• **To do**: Faithfully return all lines, omitting every embedded picture.
##### Data extract
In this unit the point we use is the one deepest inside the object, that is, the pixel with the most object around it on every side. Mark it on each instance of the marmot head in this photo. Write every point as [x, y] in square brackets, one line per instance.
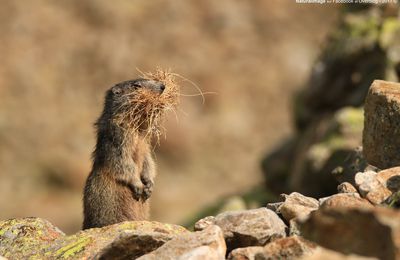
[138, 106]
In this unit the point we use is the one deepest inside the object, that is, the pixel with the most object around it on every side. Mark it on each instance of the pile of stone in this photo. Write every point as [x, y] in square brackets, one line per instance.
[360, 221]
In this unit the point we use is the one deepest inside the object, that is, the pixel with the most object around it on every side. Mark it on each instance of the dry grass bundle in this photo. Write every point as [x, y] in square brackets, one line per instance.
[143, 110]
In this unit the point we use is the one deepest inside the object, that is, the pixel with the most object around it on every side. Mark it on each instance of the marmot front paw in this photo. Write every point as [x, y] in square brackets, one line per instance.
[148, 188]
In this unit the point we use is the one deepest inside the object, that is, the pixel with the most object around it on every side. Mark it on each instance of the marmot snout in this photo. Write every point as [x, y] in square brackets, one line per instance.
[122, 177]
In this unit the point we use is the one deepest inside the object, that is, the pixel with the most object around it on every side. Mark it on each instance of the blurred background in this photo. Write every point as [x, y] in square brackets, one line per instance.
[267, 62]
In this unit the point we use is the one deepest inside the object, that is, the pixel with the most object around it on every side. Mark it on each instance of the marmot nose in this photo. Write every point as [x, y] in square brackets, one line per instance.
[162, 87]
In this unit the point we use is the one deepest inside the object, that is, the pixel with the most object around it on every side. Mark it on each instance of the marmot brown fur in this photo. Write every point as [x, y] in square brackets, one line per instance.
[122, 177]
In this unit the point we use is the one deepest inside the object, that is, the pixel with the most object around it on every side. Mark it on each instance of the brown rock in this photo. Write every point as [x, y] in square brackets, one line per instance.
[294, 227]
[24, 237]
[284, 248]
[366, 182]
[390, 178]
[381, 139]
[36, 238]
[243, 228]
[372, 187]
[206, 244]
[346, 187]
[347, 200]
[373, 232]
[326, 254]
[378, 187]
[297, 205]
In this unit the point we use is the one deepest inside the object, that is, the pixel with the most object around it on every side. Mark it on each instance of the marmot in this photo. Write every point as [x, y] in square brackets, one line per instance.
[122, 177]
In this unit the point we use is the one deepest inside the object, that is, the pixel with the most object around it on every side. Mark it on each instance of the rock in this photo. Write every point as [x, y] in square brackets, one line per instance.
[346, 187]
[274, 206]
[326, 254]
[355, 162]
[244, 228]
[204, 222]
[381, 140]
[206, 244]
[373, 232]
[366, 182]
[347, 200]
[394, 200]
[294, 227]
[24, 238]
[233, 203]
[378, 187]
[284, 248]
[297, 206]
[36, 238]
[390, 178]
[371, 188]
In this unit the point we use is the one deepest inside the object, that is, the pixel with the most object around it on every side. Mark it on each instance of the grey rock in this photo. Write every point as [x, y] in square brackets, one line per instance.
[297, 205]
[206, 244]
[285, 248]
[372, 232]
[381, 139]
[244, 228]
[346, 187]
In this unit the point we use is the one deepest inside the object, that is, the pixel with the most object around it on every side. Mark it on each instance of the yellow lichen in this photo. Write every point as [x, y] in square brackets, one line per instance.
[73, 248]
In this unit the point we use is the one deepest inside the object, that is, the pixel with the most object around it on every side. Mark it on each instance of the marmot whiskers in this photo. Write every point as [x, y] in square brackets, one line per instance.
[122, 177]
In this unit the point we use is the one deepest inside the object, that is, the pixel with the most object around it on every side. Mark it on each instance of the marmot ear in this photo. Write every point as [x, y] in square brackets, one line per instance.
[116, 90]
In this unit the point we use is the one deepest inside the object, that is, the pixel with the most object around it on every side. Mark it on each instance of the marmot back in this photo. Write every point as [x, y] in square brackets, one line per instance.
[122, 177]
##########
• **Written response**:
In this unit the point we use is the one deepest inside the object, that is, the pixel with the most object around it on every side. Mark it on each instance of the marmot head in this photo. Write every point as [x, y] in square brackets, one line per instance.
[138, 106]
In this unit the point we use is the one deepest inside the object, that is, the pixel with the most object around it on every side. Mark it on each instance of the pile of stone in this photo. Write every point as [x, y] in square brackets, one line per instance.
[360, 221]
In this unit the point we use is the one deepest inside the object, that is, the pixel with the most object around it on every side. Mark it on each instance of the dry grass bundle in this photo. Write every point as [x, y] in square brackets, one line per instance.
[143, 110]
In this unit the point we use is the one deepest inside the object, that is, the pixel with the most object around it on every side. Mark it on each instance of the marmot front paw in this photo. Write every point as [x, y] in square brackets, one line per instance.
[148, 188]
In this unit the point we use is the one deepest inside the object, that is, the pixel with the most object around it on every side. Mark it on each instance of the marmot snout in this photo. Write every point as [x, y] in square brackets, one line per instance.
[122, 177]
In this unit the point we use is the one deepest inside the object, that is, the pixel with the most object around it on every side. Mark it on each instance of the blurred background in this photo. Write every point as [x, y] in square brackets, one line per instance.
[267, 62]
In this unit the point we use is the one deepest inside the object, that is, the pixel with the most object around it on every side. Mark it on each instance of the marmot nose in this photo. Write every point as [x, y] in square brackets, one line per instance.
[162, 87]
In this unit the point we use is the one deepest inside the object, that is, the pixel with the most object around it on every side. Mark it on each instance of the marmot brown fur in this photo. Write every point as [x, y] in square brackets, one line per instance.
[122, 177]
In this unit the point we use is the one deepest inside the object, that is, the pixel with the most object around it on every side. Mark it on each instance of the brown rock in this photo. Write every point as [x, y] in square brackets, one line per instance.
[294, 227]
[24, 237]
[284, 248]
[366, 182]
[390, 178]
[381, 139]
[36, 238]
[243, 228]
[372, 187]
[206, 244]
[346, 187]
[347, 200]
[373, 232]
[326, 254]
[378, 187]
[297, 205]
In this unit the point we use is the one deepest inside the object, that is, the pixel with the most object around it on every side. Mark it on each instance of the marmot in this photo. Write every point as [x, y] in square brackets, one line per instance.
[122, 177]
In this unit the point we use is the one deepest inside the object, that is, the pixel with the most object around it on every side. Mark it on each instance of the rock in this photo. Write every point as [x, y] in square brackets, one line per instance.
[346, 187]
[274, 206]
[326, 254]
[355, 162]
[244, 228]
[204, 222]
[381, 140]
[206, 244]
[373, 232]
[366, 182]
[347, 200]
[394, 200]
[294, 227]
[24, 238]
[233, 203]
[378, 187]
[284, 248]
[297, 206]
[36, 238]
[390, 178]
[371, 188]
In this unit the point we use is the one deepest inside the object, that is, the pixel with the most object around it on every side. Mark it on each instance of the grey rock in this photo. Write every point as [x, y] in square brackets, one line per instance.
[297, 205]
[206, 244]
[285, 248]
[372, 232]
[381, 139]
[244, 228]
[346, 187]
In this unit the point we use is the one deepest inside the object, that is, the pixel with the most object around it on every side. Mark it on each instance of the yellow lichen in this photo. Write every point as [x, y] in square brackets, one line per instance.
[73, 248]
In this unit the point we use is the one deepest inside the object, that is, the pixel with the most object around it on every side. Mark it on each instance of the marmot whiskers in this photo. Write every point as [x, y] in square brackets, one line per instance.
[122, 177]
In this unit the point we use is the one deepest inside the object, that is, the pixel with the most object around it on every side. Mark it on each instance of the marmot ear in this photo. Write every point as [x, y] in square brackets, one line per instance.
[116, 90]
In this unit the point we use is the one deepest inside the object, that is, the pixel with the most object around it on every side. Mark it on each instance of the marmot back in this photo. Write every point as [x, y] in square brackets, one line per instance.
[122, 177]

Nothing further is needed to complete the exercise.